>>>
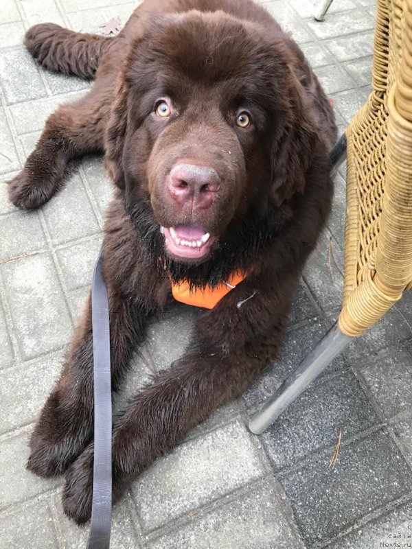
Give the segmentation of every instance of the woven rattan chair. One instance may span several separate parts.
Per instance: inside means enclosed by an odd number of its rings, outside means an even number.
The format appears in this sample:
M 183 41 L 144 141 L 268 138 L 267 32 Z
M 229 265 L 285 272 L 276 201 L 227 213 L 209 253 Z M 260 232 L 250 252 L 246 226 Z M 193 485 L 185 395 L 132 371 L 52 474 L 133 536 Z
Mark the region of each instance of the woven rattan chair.
M 412 286 L 412 0 L 378 0 L 373 91 L 347 141 L 343 303 L 339 320 L 249 428 L 262 433 Z

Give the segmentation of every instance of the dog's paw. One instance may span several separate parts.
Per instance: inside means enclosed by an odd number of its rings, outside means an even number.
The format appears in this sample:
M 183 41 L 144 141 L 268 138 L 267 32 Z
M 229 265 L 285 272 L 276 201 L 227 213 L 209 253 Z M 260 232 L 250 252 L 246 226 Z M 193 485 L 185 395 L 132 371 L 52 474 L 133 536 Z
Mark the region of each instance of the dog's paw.
M 66 474 L 62 496 L 66 515 L 78 524 L 84 524 L 91 516 L 93 496 L 93 446 L 89 446 Z
M 17 208 L 32 210 L 49 200 L 54 191 L 47 185 L 34 183 L 23 170 L 9 182 L 9 198 Z

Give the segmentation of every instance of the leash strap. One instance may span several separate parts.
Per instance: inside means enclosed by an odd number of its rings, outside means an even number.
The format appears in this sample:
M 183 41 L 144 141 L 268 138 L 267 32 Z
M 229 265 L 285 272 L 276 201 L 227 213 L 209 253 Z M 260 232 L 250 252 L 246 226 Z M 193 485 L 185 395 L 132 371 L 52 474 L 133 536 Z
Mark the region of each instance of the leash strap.
M 94 376 L 94 461 L 91 524 L 87 549 L 108 549 L 112 503 L 112 402 L 108 299 L 102 267 L 102 252 L 91 286 Z

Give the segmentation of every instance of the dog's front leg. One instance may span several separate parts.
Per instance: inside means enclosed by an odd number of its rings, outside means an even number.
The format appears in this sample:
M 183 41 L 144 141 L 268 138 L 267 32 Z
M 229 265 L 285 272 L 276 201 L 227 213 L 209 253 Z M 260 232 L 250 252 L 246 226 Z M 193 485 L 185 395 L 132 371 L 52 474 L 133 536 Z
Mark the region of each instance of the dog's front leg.
M 130 403 L 113 433 L 114 500 L 190 429 L 244 390 L 274 356 L 293 285 L 289 279 L 271 286 L 265 291 L 243 283 L 202 315 L 186 354 Z M 79 524 L 91 511 L 93 452 L 91 445 L 67 476 L 64 509 Z
M 135 299 L 109 289 L 111 367 L 115 389 L 150 313 L 147 298 Z M 93 341 L 90 299 L 60 379 L 45 404 L 30 440 L 27 468 L 41 476 L 63 472 L 81 454 L 93 432 Z

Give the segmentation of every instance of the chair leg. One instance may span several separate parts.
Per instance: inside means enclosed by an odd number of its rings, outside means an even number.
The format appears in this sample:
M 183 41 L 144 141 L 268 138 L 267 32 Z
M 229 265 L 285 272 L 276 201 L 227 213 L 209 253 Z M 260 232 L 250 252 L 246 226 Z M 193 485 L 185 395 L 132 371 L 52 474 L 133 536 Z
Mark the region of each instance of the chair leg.
M 349 345 L 353 338 L 343 334 L 336 323 L 323 339 L 301 362 L 275 395 L 249 423 L 255 434 L 260 434 L 284 412 L 314 379 Z
M 317 14 L 314 15 L 314 19 L 317 21 L 325 21 L 325 16 L 328 12 L 328 10 L 330 8 L 330 5 L 333 2 L 333 0 L 323 0 L 322 3 L 322 7 L 319 9 Z

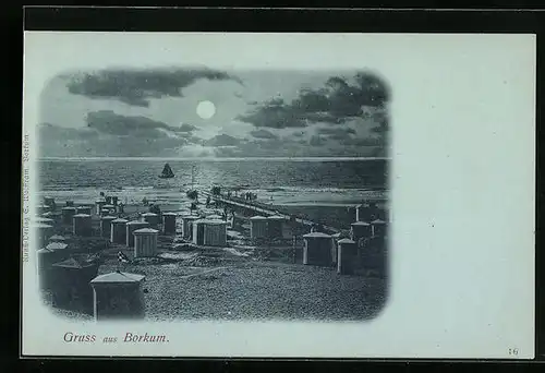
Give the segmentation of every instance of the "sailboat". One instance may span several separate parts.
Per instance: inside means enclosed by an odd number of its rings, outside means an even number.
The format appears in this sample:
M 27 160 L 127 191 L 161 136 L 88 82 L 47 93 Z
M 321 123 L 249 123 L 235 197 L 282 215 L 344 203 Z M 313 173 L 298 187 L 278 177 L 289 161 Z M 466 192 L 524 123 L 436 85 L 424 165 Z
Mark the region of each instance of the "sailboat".
M 162 173 L 159 175 L 159 178 L 161 179 L 172 179 L 174 177 L 174 172 L 172 172 L 172 169 L 170 168 L 169 164 L 165 164 L 165 168 L 162 169 Z

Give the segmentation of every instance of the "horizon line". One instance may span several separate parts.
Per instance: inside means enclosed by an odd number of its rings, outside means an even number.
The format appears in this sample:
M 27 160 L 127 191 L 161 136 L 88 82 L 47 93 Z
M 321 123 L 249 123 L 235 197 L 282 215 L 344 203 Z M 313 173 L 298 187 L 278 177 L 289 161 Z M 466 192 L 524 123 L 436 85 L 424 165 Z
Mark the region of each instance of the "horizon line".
<<<
▶ **Task statement**:
Return the data above unchanged, from the line with "Give the segmentation of every instance of the chair" up to and including the line with "M 162 173 L", and leave the pictures out.

▶ **Output for this task**:
Give the segmentation of every instance of the chair leg. One instance may span several separate parts.
Per instance: inside means enclosed by an odd number of its rings, outside means an even number.
The format appears in this sample:
M 183 41 L 144 141 L 268 138 L 267 32 Z
M 229 265 L 285 272 L 276 201 L 227 213 L 209 253 Z M 260 232 L 250 252 L 246 226 Z M 193 485 L 185 395 L 132 371 L 52 474 L 133 536 Z
Mark the region of each instance of the chair leg.
M 349 345 L 353 338 L 343 334 L 336 323 L 323 339 L 301 362 L 275 395 L 249 423 L 255 434 L 260 434 L 284 412 L 314 379 Z
M 317 14 L 314 15 L 314 19 L 317 21 L 325 21 L 325 16 L 328 12 L 328 10 L 330 8 L 330 5 L 333 2 L 333 0 L 323 0 L 322 3 L 322 7 L 319 9 Z

Give the segmentation of every instance of the "sailboat". One instance may span several separate parts.
Per instance: inside means enclosed by an odd number of its rings, outside means an even number.
The format appears in this sample:
M 27 160 L 127 191 L 161 136 L 88 82 L 47 93 Z
M 321 123 L 249 123 L 235 197 L 282 215 L 344 203 Z M 313 173 L 298 187 L 278 177 L 289 161 Z M 466 192 L 524 123 L 436 85 L 424 165 Z
Mark the region of each instance of the "sailboat".
M 162 173 L 159 175 L 159 178 L 161 179 L 172 179 L 174 177 L 174 172 L 172 172 L 172 169 L 170 168 L 169 164 L 165 164 L 165 168 L 162 169 Z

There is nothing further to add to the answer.